• [SUPPLIED MATERIAL]
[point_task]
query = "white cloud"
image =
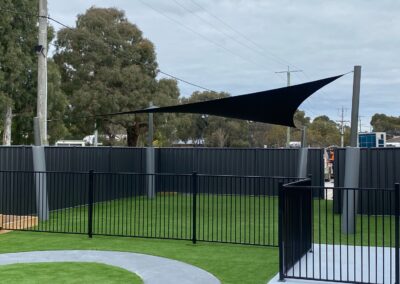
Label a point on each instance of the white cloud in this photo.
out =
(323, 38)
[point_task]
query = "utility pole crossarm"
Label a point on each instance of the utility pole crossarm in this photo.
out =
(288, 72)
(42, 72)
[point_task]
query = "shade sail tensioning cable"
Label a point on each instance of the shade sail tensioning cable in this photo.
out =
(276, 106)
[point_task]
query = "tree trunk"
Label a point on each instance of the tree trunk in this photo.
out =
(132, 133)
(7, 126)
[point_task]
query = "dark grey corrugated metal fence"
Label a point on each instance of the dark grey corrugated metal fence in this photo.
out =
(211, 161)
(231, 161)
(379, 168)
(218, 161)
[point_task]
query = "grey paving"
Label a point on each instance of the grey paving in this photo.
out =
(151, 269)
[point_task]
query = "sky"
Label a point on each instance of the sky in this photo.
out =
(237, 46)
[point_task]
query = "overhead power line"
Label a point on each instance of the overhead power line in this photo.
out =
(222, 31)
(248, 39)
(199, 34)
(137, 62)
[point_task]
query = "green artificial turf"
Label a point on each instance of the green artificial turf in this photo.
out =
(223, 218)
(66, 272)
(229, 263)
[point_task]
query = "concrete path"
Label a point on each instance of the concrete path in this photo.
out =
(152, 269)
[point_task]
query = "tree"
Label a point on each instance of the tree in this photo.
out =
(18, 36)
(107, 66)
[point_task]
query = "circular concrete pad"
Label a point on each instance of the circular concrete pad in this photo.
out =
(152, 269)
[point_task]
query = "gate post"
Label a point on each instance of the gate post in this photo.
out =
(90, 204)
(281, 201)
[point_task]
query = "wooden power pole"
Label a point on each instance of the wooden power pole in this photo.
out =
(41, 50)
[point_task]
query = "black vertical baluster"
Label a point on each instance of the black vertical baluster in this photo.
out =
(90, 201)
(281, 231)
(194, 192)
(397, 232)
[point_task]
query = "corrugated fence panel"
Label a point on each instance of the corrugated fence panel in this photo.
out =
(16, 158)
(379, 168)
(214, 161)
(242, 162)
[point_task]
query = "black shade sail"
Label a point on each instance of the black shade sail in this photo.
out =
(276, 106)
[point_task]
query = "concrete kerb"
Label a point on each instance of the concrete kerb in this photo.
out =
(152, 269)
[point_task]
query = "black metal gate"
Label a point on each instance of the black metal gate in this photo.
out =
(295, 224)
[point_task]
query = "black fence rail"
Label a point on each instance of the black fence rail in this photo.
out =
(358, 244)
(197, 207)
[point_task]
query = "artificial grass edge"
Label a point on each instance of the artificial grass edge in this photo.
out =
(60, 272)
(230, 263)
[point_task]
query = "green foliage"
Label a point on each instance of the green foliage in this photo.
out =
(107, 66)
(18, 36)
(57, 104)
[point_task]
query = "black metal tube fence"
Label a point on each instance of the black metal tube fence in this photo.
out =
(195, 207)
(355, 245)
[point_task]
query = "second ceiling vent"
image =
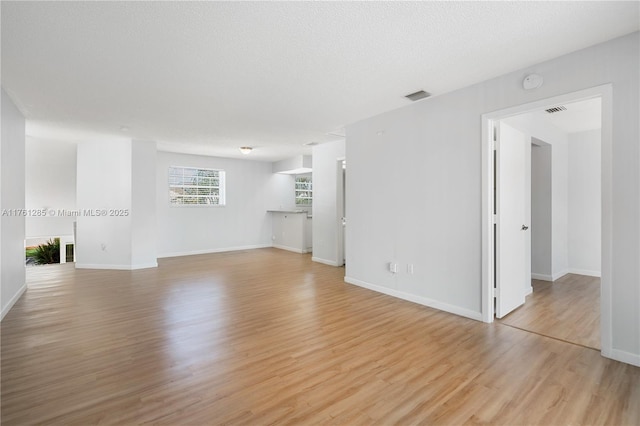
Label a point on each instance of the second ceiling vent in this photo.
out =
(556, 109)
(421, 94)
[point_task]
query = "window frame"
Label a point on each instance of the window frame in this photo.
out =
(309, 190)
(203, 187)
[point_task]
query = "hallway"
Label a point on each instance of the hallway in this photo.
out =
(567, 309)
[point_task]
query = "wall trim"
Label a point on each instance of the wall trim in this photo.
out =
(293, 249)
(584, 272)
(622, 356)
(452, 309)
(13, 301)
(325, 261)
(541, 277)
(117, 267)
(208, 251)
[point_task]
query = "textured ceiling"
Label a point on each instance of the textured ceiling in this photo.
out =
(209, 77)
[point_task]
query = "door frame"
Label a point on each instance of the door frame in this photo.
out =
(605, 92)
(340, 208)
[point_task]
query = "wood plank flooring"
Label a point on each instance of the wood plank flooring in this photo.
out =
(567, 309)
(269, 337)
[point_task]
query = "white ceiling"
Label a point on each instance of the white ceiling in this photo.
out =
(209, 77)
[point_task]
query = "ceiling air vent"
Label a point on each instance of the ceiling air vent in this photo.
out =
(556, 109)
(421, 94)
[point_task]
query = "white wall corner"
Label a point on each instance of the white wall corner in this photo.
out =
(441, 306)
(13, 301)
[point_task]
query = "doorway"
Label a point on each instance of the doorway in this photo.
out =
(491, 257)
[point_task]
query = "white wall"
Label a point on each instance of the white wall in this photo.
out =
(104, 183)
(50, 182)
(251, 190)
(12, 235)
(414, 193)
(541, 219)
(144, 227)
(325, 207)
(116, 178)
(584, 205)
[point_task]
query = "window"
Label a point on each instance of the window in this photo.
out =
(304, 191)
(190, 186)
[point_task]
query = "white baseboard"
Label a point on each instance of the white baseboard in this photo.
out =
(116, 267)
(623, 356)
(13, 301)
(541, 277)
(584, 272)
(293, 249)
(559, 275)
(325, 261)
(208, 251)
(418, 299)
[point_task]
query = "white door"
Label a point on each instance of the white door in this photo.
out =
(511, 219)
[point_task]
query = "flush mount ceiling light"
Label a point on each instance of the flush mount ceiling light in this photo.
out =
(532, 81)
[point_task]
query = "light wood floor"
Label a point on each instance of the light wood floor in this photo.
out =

• [WHAT TO WORK ON]
Print all the entries again exactly as written, but without the pictures.

• [OUTPUT BELOW]
[point_task]
query = "white cloud"
image =
Label a point on each instance of the white cloud in this photo.
out =
(323, 38)
[point_task]
query = "utility pole crossarm"
Label a point on each instance of the utility pole crossarm in this photo.
out =
(288, 72)
(42, 72)
[point_task]
query = "shade sail tensioning cable"
Label a point on each instance of the shade sail tensioning cable in this photo.
out =
(276, 106)
[point_task]
query = "tree trunk"
Label a point on each instance of the tree trunk in this photo.
out =
(132, 133)
(7, 126)
[point_task]
query = "dark grey corrugated metal fence"
Label a point on each instance of the dark grey corrugated metal fence in this photo.
out =
(211, 161)
(231, 161)
(379, 168)
(218, 161)
[point_task]
query = "grey paving"
Label a point on each instance of the grey paving in this photo.
out =
(151, 269)
[point_task]
query = "sky"
Label a point on each instance of the sky in this photo.
out =
(237, 46)
[point_task]
query = "overhead power line"
Label a point on each instance of the overhead power line in this photo.
out =
(222, 31)
(248, 39)
(199, 34)
(137, 62)
[point_task]
query = "green artificial turf"
Label a point on each instance of the green artificial turf in this photo.
out =
(223, 218)
(66, 272)
(229, 263)
[point_task]
query = "concrete path"
Label a point on each instance of the concrete path in this photo.
out =
(152, 269)
[point_task]
query = "tree"
Label a point on each instance of the tree in this photo.
out =
(18, 36)
(107, 66)
[point_task]
query = "circular concrete pad"
Label a point on each instance of the circular concrete pad in this photo.
out =
(152, 269)
[point_task]
query = "gate post"
Label a point on each instance of the gate post in this photo.
out =
(90, 204)
(281, 201)
[point_task]
query = "wooden power pole"
Label a point on each instance of the wooden power pole in this photo.
out =
(41, 50)
[point_task]
query = "black vertical baluster"
Label a point on each instance of the black vertical baluster in this photo.
out =
(90, 201)
(281, 231)
(194, 192)
(397, 232)
[point_task]
query = "corrugated fence panel"
Label a point on each instance of the corrugated fence panel in this photo.
out =
(16, 158)
(379, 168)
(214, 161)
(242, 162)
[point_task]
query = "black shade sail"
Label a point on each instance of the black shade sail in this photo.
out =
(276, 106)
[point_task]
query = "concrete kerb"
Label a point on each instance of the concrete kerb in this photo.
out =
(152, 269)
[point_task]
query = "black metal gate"
Label a point on each instance of the black metal gate in this photo.
out =
(295, 224)
[point_task]
query = "black fence rail"
Label a point on each instance of the black fence rail in this photo.
out =
(358, 244)
(197, 207)
[point_task]
query = "artificial grass edge"
Label a point on each instance of the artificial grass edge in this photo.
out =
(60, 272)
(230, 263)
[point_task]
query = "green foliage"
Label a point on each instance of the green foliage in this photo.
out =
(107, 66)
(18, 36)
(57, 104)
[point_task]
query = "black metal tube fence"
Label a point on each instance of the black metal tube fence in this photo.
out =
(195, 207)
(355, 245)
[point_task]
query = "second ceiling vent"
image =
Label a point on each instance of the second ceiling vent in this photo.
out =
(556, 109)
(421, 94)
[point_task]
query = "window frame"
Label a point on each instance of the window frame in this photo.
out =
(309, 190)
(203, 187)
[point_task]
query = "hallway"
Label a point on each instance of the hallway in this photo.
out =
(567, 309)
[point_task]
query = "wall trim"
Label a point on each instance of the wall trim in this photo.
out =
(293, 249)
(584, 272)
(622, 356)
(452, 309)
(13, 301)
(325, 261)
(541, 277)
(117, 267)
(208, 251)
[point_task]
query = "textured ceiling"
Label a point on each instance of the textured ceiling in this photo.
out =
(209, 77)
[point_task]
query = "door frame"
Label a point on each instance of the door frame in this photo.
out =
(605, 92)
(340, 208)
[point_task]
query = "wood plank flooring"
Label a point on each instance of the wood plank flooring in this photo.
out =
(567, 309)
(269, 337)
[point_task]
query = "white ceiling"
Label a point on each instance of the white ceiling in this photo.
out =
(209, 77)
[point_task]
query = "ceiling air vent"
Label a point on each instance of the ceiling air vent in this photo.
out =
(556, 109)
(421, 94)
[point_task]
query = "white wall corner"
Label a point on each instance of the white wall corner in this photo.
out =
(441, 306)
(13, 301)
[point_task]
query = "doorway"
Label a point on each instance of the doorway in this photo.
out =
(491, 257)
[point_task]
query = "white wall"
Label a point on each instance of the white wall in this photo.
out =
(104, 183)
(50, 182)
(251, 190)
(12, 235)
(414, 193)
(541, 219)
(144, 227)
(325, 207)
(116, 178)
(584, 205)
[point_task]
query = "window"
Label a point on each instance of the window in this photo.
out =
(304, 191)
(190, 186)
[point_task]
query = "white baseboard"
Label a point on each instance of the white baseboard in this photo.
out =
(116, 267)
(623, 356)
(13, 301)
(541, 277)
(584, 272)
(293, 249)
(559, 275)
(325, 261)
(208, 251)
(418, 299)
[point_task]
query = "white door"
Label a point on each instance of the white door in this photo.
out =
(511, 219)
[point_task]
query = "flush mount ceiling light"
Label a point on each instance of the flush mount ceiling light in this photo.
out =
(532, 81)
[point_task]
query = "light wood floor"
Label a point on each instance of the light wood floor in this photo.
out =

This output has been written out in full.